> [GIVEN RECORDS]:
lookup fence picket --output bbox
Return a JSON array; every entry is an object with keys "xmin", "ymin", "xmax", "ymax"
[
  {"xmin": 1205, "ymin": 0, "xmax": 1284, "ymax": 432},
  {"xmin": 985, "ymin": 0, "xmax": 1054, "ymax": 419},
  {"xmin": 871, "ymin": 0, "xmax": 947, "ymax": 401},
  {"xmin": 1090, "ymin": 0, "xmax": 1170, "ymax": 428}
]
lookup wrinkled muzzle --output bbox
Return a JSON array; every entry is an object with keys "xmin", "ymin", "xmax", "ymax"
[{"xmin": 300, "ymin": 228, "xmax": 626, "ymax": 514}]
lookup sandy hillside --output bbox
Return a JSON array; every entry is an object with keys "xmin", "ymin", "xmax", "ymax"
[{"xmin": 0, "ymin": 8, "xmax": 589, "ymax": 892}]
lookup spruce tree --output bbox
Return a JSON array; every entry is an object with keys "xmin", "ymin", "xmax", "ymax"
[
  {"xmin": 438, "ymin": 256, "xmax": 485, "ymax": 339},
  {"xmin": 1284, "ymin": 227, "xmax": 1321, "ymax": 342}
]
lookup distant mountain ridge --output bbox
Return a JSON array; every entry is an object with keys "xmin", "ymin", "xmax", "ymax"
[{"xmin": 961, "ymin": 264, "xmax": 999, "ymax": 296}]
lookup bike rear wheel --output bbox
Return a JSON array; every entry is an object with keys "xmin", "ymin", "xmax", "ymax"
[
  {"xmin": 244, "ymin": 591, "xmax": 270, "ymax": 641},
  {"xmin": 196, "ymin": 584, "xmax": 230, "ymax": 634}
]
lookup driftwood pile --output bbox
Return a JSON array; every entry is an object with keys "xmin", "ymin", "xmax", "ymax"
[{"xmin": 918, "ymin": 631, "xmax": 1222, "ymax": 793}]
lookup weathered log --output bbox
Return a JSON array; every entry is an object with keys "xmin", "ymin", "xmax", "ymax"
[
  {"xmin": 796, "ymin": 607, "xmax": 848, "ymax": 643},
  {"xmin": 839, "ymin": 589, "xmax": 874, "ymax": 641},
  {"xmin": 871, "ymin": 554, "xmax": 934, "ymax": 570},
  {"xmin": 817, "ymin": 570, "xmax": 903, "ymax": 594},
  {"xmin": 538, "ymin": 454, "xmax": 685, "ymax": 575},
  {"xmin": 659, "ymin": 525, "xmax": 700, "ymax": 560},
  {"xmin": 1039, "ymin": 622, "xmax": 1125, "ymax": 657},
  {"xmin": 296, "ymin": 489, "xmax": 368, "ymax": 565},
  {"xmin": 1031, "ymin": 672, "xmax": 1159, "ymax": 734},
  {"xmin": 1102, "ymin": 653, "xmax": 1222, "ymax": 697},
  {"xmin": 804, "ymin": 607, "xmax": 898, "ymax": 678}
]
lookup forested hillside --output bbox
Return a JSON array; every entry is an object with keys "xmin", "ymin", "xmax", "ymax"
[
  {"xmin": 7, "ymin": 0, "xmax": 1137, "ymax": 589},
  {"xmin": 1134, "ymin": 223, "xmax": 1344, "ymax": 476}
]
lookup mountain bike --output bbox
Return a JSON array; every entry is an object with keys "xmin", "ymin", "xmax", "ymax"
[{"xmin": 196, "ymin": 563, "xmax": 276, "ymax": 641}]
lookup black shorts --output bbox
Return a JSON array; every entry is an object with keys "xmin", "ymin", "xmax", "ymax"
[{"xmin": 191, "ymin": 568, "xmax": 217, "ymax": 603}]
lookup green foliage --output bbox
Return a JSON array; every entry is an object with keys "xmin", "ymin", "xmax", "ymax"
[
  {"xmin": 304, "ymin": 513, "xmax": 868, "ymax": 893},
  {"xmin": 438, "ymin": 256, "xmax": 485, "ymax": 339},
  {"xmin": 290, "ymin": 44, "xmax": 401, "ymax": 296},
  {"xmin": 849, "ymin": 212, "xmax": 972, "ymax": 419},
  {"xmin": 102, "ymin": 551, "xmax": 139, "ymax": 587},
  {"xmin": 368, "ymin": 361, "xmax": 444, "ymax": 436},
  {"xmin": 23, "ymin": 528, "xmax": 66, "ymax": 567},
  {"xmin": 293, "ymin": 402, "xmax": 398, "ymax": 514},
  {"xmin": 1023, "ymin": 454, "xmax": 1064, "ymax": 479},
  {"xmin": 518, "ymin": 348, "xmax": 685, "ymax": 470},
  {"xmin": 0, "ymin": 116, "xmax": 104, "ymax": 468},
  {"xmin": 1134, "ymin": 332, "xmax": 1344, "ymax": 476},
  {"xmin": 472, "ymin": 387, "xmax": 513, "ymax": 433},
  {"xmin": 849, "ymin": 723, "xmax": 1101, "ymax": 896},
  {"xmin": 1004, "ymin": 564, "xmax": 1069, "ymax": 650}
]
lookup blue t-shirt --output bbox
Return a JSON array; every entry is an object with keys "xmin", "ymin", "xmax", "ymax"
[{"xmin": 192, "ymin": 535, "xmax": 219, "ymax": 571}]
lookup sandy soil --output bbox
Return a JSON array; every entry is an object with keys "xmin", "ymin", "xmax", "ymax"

> [STATED GOAL]:
Return the whole listing exactly, with every line included.

> [THE SOLUTION]:
lookup fence picket --output bbox
Return a JSON array; every entry is an object with keys "xmin", "ymin", "xmax", "ymax"
[
  {"xmin": 1205, "ymin": 0, "xmax": 1284, "ymax": 432},
  {"xmin": 985, "ymin": 0, "xmax": 1054, "ymax": 419},
  {"xmin": 871, "ymin": 0, "xmax": 947, "ymax": 401},
  {"xmin": 1090, "ymin": 0, "xmax": 1170, "ymax": 428}
]
lookup wrinkled muzzle --output bbox
Return a JSON array; every entry is an object with keys "xmin", "ymin", "xmax", "ymax"
[{"xmin": 300, "ymin": 228, "xmax": 626, "ymax": 514}]
lookup sandy hillside --output bbox
Return a JSON array; every entry is an object with keys "xmin", "ymin", "xmax", "ymax"
[{"xmin": 0, "ymin": 8, "xmax": 589, "ymax": 892}]
lookup spruce tree --output bbox
Return a JSON array; every entry is an object with keys "xmin", "ymin", "xmax", "ymax"
[
  {"xmin": 438, "ymin": 256, "xmax": 485, "ymax": 339},
  {"xmin": 1284, "ymin": 227, "xmax": 1321, "ymax": 342}
]
lookup distant mountain ridge --output bbox
Return a JSON array; every entry is an object with keys "xmin", "ymin", "xmax", "ymax"
[{"xmin": 961, "ymin": 264, "xmax": 999, "ymax": 296}]
lookup bike rear wheel --output bbox
Return a JSON array; every entry is an object with keys "xmin", "ymin", "xmax", "ymax"
[
  {"xmin": 244, "ymin": 591, "xmax": 270, "ymax": 641},
  {"xmin": 196, "ymin": 584, "xmax": 230, "ymax": 634}
]
lookup driftwood pile --output bbox
Return a JSON array; every entry is an object with keys "xmin", "ymin", "xmax", "ymax"
[{"xmin": 918, "ymin": 631, "xmax": 1222, "ymax": 793}]
lookup weathered log --output bbox
Return a JSON array; every entry is an object with keys "xmin", "ymin", "xmax", "ymax"
[
  {"xmin": 796, "ymin": 607, "xmax": 848, "ymax": 643},
  {"xmin": 839, "ymin": 589, "xmax": 874, "ymax": 641},
  {"xmin": 871, "ymin": 554, "xmax": 934, "ymax": 570},
  {"xmin": 817, "ymin": 570, "xmax": 903, "ymax": 594},
  {"xmin": 538, "ymin": 454, "xmax": 685, "ymax": 575},
  {"xmin": 659, "ymin": 525, "xmax": 700, "ymax": 560},
  {"xmin": 1039, "ymin": 622, "xmax": 1125, "ymax": 657},
  {"xmin": 296, "ymin": 489, "xmax": 368, "ymax": 565},
  {"xmin": 1031, "ymin": 672, "xmax": 1159, "ymax": 734},
  {"xmin": 1102, "ymin": 653, "xmax": 1222, "ymax": 697},
  {"xmin": 804, "ymin": 607, "xmax": 898, "ymax": 678}
]
lookup forested hillside --output bbox
Return a JSON array; every entry is an object with keys "xmin", "ymin", "xmax", "ymax"
[
  {"xmin": 7, "ymin": 0, "xmax": 1137, "ymax": 589},
  {"xmin": 1134, "ymin": 223, "xmax": 1344, "ymax": 476}
]
lookup mountain bike --output bbox
Return a JSON array; every entry is an object with keys "xmin", "ymin", "xmax", "ymax"
[{"xmin": 196, "ymin": 563, "xmax": 276, "ymax": 641}]
lookup black shorts --output bbox
Return a JSON array; every entry is an object with keys "xmin", "ymin", "xmax", "ymax"
[{"xmin": 191, "ymin": 568, "xmax": 217, "ymax": 603}]
lookup green foliage --output bbox
Return a JSON array; every entry is an object with keys "xmin", "ymin", "xmax", "ymax"
[
  {"xmin": 304, "ymin": 513, "xmax": 868, "ymax": 893},
  {"xmin": 438, "ymin": 256, "xmax": 485, "ymax": 339},
  {"xmin": 290, "ymin": 44, "xmax": 401, "ymax": 296},
  {"xmin": 849, "ymin": 212, "xmax": 972, "ymax": 419},
  {"xmin": 102, "ymin": 551, "xmax": 139, "ymax": 587},
  {"xmin": 368, "ymin": 361, "xmax": 444, "ymax": 436},
  {"xmin": 23, "ymin": 528, "xmax": 66, "ymax": 567},
  {"xmin": 293, "ymin": 402, "xmax": 398, "ymax": 514},
  {"xmin": 1023, "ymin": 454, "xmax": 1064, "ymax": 479},
  {"xmin": 518, "ymin": 348, "xmax": 685, "ymax": 470},
  {"xmin": 0, "ymin": 116, "xmax": 104, "ymax": 468},
  {"xmin": 1134, "ymin": 332, "xmax": 1344, "ymax": 476},
  {"xmin": 472, "ymin": 387, "xmax": 513, "ymax": 433},
  {"xmin": 849, "ymin": 723, "xmax": 1101, "ymax": 896},
  {"xmin": 1004, "ymin": 564, "xmax": 1069, "ymax": 650}
]
lookup blue t-shirt --output bbox
Return a JSON array; every entry is an object with keys "xmin", "ymin", "xmax", "ymax"
[{"xmin": 192, "ymin": 535, "xmax": 219, "ymax": 571}]
lookup sandy soil --output bbox
Return a JSON array; every entry is an object with keys "xmin", "ymin", "xmax", "ymax"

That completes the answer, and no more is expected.